» **COMPLETE THE FOLLOWING**
a - According to the marigold interview, how did the Aztec Marigold reach the subcontinent?
b - State whether each statement agrees with the marigold interview, answering yes or no and quoting the deciding words: (i) Norma Listman ranks Christmas above Day of the Dead. (ii) The restaurant Mari Gold takes its name from the flower. (iii) Marigolds are laid out as a path to guide the spirits to the food.

» **TEXT SHOWN**
◆ ◆ ◆ ◆ ◆

Mexico City-based restaurateurs Norma Listman and Saqib Keval discuss the lively cross-cultural traditions surrounding the flor de muerto

The marigold is a vibrant flower, most commonly found in hues of deep yellow and dynamic orange, that have come to symbolize power, strength, and light. Though the flower is meaningful to several cultures, from the Ancient Greeks to modern China, the significance and prevalence of the marigold in South Asian and Mexican cultures is unparalleled. The widespread embrace of the flower is all the more noteworthy given that the Aztec Marigold, also called the cemapsúchil in Nahuatl or flor de muerto in Mexican Spanish, is a relative newcomer to the subcontinent, having been imported from Mexico through trade in the early modern period. I recently sat down with Saqib Keval and Norma Listman, the brilliant couple behind some of Mexico City’s most thoughtful restaurants — Masala y Maiz and Mari Gold (which yes, is named after the flower) — to discuss why the marigold is celebrated across both of their cultures, the best way to use and consume (!) the flower, and why you have to be careful when sourcing them.

Khushbu Shah: Marigolds are very prominent in Mexican culture. Why are the flowers significant to you Norma?

Norma Listman: To me as a Mexican, I grew up celebrating Day of the Dead, and ever since I can remember, this is my favorite holiday, more so than Christmas or anything else. I always entered all the contests in elementary school for the best ofrenda and won them. A lot of my research during university was around Dia de los Muertos and tradition. I love it, I feel very connected to it, and I also love this Mexican Precolumbian ritual that has been able to resist colonization, and even though it has some Catholic connotations today, it remains precolonial. That is amazing to me and something that inspires me in a lot of the work that we do.

The aroma of the marigold is so strong and intoxicating, we use them to make a path from the outside to the food to guide the spirits. That’s how they know to come, they follow the scent and the color of the marigolds to their offering. We make this beautiful pathway [for Dia de los Muertos.]

KS: Why is Dia de los Muertos your favorite?

◆ ◆ ◆ ◆ ◆

» **MATERIAL PROVIDED**
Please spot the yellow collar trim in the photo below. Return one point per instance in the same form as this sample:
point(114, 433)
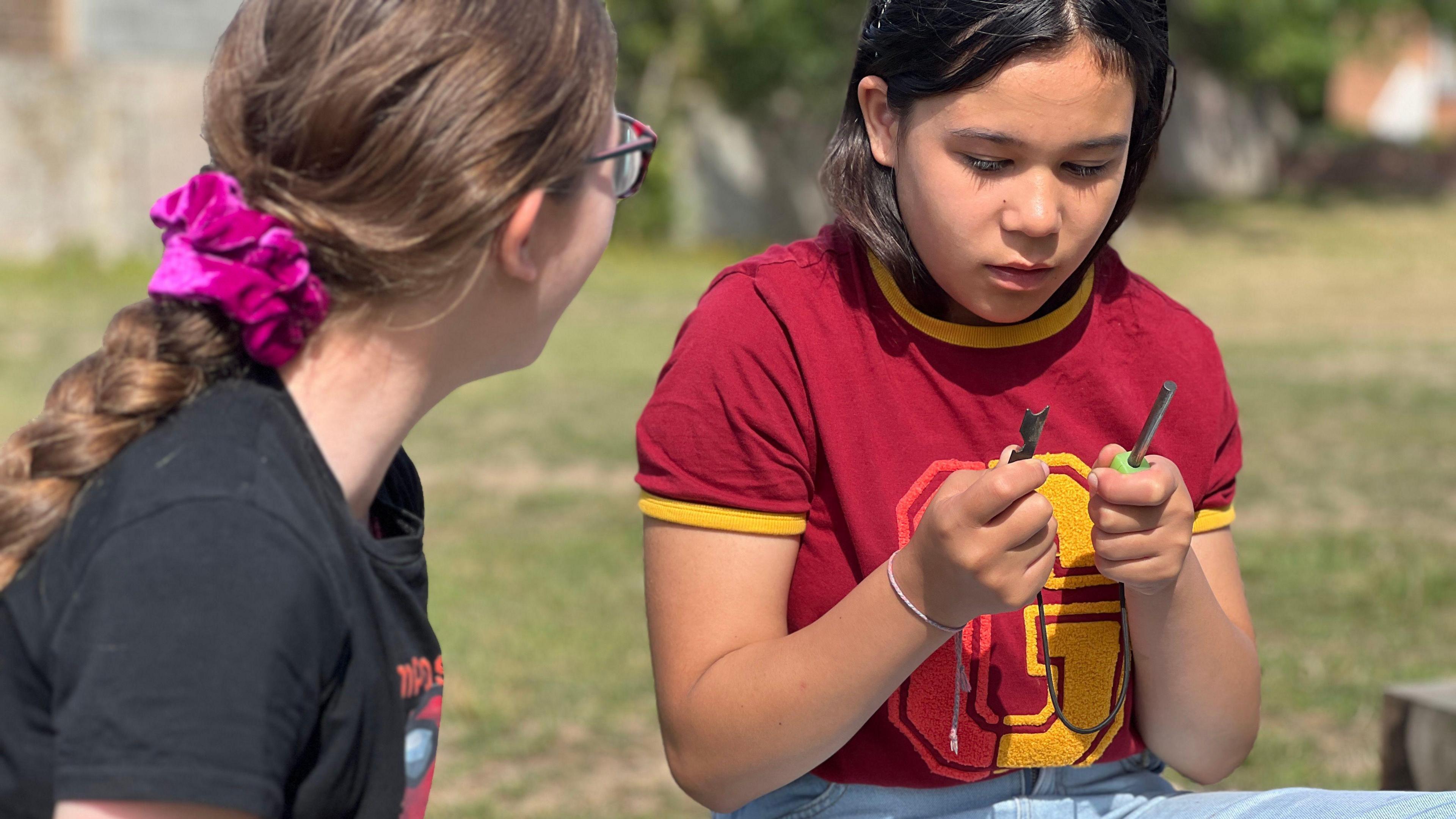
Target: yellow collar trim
point(983, 337)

◆ ◆ ◆ ◆ ◆

» **TASK RESPONSES**
a - It was imported from Mexico through trade in the early modern period.

b -
(i) No: "this is my favorite holiday, more so than Christmas or anything else"
(ii) Yes: "Mari Gold (which yes, is named after the flower)"
(iii) Yes: "we use them to make a path from the outside to the food to guide the spirits"